Task item: In the records below, find every line that contains "white" and list it.

Records excerpted from a collection:

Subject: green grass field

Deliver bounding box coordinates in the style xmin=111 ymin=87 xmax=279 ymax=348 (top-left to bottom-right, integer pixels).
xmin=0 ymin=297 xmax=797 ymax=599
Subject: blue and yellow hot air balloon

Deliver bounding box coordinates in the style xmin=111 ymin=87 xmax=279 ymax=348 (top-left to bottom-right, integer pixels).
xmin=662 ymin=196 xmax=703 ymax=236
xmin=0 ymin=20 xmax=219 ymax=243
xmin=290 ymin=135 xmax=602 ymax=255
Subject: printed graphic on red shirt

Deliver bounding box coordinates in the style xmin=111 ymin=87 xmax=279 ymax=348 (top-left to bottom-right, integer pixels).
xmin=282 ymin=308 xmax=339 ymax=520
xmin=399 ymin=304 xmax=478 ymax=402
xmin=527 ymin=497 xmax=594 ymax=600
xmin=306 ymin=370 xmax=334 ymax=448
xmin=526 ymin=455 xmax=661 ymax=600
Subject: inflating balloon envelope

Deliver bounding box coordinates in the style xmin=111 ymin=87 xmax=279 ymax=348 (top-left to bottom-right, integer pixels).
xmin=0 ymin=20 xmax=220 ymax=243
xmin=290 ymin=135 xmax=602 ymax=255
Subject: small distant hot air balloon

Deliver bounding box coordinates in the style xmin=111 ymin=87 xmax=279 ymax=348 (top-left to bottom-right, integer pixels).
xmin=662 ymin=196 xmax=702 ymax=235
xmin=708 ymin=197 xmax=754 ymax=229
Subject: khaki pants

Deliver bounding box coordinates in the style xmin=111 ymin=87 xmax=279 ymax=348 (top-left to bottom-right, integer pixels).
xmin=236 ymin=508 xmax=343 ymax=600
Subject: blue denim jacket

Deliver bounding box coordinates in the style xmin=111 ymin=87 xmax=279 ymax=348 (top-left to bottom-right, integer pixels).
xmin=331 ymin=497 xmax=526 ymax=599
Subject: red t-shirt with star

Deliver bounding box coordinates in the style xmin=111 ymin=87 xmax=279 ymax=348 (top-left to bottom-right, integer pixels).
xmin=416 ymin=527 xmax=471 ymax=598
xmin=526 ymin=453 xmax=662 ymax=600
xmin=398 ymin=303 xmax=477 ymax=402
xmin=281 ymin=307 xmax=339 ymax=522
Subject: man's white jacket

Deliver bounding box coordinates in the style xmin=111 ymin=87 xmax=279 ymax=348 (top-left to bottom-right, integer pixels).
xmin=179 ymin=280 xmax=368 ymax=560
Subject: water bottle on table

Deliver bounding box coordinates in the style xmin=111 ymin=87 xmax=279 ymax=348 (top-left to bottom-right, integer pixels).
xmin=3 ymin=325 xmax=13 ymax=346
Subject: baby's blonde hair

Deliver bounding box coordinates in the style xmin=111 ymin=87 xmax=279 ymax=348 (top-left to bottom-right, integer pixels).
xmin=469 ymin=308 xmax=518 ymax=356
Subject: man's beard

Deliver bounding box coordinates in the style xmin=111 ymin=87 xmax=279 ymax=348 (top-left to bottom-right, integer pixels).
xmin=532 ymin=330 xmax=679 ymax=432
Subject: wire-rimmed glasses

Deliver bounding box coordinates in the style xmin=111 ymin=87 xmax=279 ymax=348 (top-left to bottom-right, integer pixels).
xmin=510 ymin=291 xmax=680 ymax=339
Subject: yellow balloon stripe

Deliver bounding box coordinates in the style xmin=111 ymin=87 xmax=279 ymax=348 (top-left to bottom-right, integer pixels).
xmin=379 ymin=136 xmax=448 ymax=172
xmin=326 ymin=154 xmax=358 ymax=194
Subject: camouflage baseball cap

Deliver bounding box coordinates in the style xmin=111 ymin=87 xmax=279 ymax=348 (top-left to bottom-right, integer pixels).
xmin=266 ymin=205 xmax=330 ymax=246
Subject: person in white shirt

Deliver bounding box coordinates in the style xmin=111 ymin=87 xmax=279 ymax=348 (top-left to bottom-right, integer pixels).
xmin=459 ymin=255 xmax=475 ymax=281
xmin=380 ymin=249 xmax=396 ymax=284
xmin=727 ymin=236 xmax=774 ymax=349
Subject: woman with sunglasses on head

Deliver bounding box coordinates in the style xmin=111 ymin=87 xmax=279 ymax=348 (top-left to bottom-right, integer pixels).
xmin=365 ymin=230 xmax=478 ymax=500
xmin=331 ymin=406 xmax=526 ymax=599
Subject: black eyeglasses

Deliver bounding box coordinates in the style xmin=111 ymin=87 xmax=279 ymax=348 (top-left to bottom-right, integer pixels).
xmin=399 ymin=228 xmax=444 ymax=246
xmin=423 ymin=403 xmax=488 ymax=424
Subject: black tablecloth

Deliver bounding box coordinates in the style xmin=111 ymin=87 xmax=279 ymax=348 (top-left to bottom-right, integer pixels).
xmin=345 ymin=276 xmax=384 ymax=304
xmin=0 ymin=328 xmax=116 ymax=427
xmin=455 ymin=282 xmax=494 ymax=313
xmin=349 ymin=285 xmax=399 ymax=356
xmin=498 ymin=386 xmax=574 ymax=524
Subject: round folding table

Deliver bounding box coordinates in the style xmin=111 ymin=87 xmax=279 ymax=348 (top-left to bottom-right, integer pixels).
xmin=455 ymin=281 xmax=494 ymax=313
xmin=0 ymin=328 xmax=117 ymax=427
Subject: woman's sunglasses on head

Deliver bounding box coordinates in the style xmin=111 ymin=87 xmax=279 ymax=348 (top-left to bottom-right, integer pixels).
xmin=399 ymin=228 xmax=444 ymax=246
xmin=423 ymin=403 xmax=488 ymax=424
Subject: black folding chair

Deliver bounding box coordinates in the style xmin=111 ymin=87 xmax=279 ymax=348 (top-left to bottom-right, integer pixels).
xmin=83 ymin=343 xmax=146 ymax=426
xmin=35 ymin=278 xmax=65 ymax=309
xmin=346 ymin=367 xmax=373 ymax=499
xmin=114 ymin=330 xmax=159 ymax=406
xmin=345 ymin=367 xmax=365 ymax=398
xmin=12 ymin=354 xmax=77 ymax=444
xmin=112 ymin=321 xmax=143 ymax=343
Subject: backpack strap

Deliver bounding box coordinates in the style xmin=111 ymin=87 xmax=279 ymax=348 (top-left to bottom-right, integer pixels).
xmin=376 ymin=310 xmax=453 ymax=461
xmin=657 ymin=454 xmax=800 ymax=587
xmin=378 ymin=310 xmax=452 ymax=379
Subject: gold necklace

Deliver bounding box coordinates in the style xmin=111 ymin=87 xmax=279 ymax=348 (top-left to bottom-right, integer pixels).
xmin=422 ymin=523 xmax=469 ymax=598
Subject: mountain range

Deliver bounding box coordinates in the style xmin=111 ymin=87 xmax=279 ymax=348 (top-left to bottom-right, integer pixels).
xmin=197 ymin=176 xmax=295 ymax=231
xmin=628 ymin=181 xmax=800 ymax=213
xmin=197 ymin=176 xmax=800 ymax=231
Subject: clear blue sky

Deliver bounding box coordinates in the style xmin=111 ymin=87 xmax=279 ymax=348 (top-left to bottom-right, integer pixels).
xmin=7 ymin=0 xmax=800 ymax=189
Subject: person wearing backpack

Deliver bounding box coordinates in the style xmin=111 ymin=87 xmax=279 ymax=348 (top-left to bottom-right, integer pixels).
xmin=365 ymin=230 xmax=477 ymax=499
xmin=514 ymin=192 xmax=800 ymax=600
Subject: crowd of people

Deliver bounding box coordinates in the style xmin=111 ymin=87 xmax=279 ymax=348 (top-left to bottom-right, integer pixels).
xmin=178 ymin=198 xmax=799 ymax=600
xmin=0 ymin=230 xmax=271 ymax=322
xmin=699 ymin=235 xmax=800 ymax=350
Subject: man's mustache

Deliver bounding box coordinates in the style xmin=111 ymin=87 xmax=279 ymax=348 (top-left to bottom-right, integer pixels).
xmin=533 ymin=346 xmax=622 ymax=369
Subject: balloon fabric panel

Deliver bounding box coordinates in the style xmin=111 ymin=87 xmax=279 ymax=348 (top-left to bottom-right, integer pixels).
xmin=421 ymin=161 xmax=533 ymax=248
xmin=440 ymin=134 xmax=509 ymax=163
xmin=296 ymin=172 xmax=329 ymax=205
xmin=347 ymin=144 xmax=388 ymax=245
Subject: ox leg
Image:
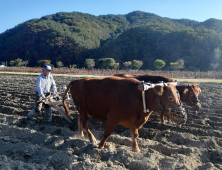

Exercise answer:
Subject: man's white jacket
Subject: person in white shirt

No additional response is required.